■ Prompt ■
Reproduce all of the data below line for line without changing anything, but omit the pictures.

--- start Provided entries ---

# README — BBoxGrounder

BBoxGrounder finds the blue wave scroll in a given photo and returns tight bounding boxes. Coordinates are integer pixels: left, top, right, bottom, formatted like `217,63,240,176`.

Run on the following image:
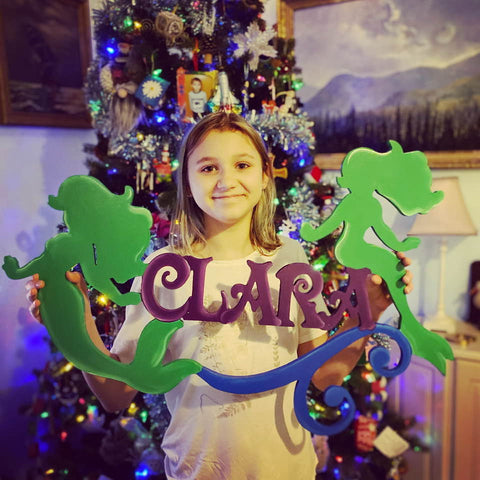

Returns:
197,325,412,435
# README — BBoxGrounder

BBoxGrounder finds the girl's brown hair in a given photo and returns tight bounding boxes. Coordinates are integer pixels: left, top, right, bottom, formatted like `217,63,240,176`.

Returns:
170,112,281,255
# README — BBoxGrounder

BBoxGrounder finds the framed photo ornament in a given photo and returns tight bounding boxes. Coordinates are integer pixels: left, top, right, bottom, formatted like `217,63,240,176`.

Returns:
177,67,218,120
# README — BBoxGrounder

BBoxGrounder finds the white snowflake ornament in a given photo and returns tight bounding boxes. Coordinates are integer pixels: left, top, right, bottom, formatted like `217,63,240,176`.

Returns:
233,22,277,70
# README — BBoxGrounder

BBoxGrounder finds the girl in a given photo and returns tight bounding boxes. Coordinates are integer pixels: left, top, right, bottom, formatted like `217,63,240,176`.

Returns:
27,112,411,480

--- end Provided entries ---

■ Answer to the task ■
# README — BBoxGrounder

BBoxGrounder finds the blue wave scroll in a given photo and returns tight bounding boxes. Coordinates are integer pixels: left, top, right, bottom, formatted like `217,63,240,176`.

Run on the following image:

Returns:
197,325,412,435
# README — BBoxGrounder

BBoxGrounder finds the girl's brown hair in a given photo and returns tight bounding boxes. Coordinates are integer pixels: left, top, right, bottom, formatted like `217,63,240,176`.

Returns:
170,112,281,255
# README — BBoxGrounder

BBoxGrounder finds the framed photo ornament in a given photo and returns tight bounding boxes. Coordinates are integer pixels: left, top, right, bottom, formatted like `217,63,240,176`.

Returns:
177,67,218,120
# README — BBoxGrounder

BBoxGrounder finds the white snowflake ornament in a given photo and returns tight bounding boxes. Coordinates are integer pixels: left, top, right, bottom, formatted like `217,63,240,176`.

Returns:
233,22,277,70
# README — BBoxGrounder

BBoxGrounder finds the girl in a given photo and returns tight bounding boxes. Coordinates are integer pixels: left, top, right, bottom, formatted like `217,63,240,176`.

Returns:
27,112,411,480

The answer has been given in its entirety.